* Work instruction *
Please report, as a single number, how many lines in the entries include the string "below".

* Given entries *
☆ ☆ ☆ ☆

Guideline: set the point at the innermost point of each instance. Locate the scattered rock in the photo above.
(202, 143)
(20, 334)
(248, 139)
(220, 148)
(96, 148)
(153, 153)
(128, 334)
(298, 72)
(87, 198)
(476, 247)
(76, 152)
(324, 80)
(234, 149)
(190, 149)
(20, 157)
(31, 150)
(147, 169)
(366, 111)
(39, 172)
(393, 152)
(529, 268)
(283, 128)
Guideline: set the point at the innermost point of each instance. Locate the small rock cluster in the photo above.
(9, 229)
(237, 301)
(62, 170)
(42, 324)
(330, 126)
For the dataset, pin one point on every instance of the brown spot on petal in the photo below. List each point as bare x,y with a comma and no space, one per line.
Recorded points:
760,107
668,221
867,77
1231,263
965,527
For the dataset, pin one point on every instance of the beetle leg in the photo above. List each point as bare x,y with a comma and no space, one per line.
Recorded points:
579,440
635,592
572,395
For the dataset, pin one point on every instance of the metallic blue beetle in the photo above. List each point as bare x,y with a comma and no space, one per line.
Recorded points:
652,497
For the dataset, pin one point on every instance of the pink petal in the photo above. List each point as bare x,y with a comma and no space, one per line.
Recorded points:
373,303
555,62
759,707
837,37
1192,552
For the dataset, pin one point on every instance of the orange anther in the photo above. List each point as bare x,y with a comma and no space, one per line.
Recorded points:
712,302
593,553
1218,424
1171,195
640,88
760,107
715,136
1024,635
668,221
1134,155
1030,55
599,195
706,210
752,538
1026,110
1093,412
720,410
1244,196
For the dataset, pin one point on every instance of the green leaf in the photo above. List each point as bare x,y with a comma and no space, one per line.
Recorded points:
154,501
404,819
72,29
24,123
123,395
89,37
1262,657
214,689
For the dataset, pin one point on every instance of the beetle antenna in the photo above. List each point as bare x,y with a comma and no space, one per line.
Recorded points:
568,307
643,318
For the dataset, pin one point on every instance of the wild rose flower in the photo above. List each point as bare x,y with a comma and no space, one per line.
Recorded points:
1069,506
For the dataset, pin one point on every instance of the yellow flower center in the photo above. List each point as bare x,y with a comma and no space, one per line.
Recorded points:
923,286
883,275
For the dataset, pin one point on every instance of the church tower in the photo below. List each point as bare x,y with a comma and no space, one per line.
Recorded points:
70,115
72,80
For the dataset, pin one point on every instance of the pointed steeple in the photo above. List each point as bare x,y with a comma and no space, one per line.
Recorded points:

☆ ☆ ☆ ☆

* Answer to this task *
2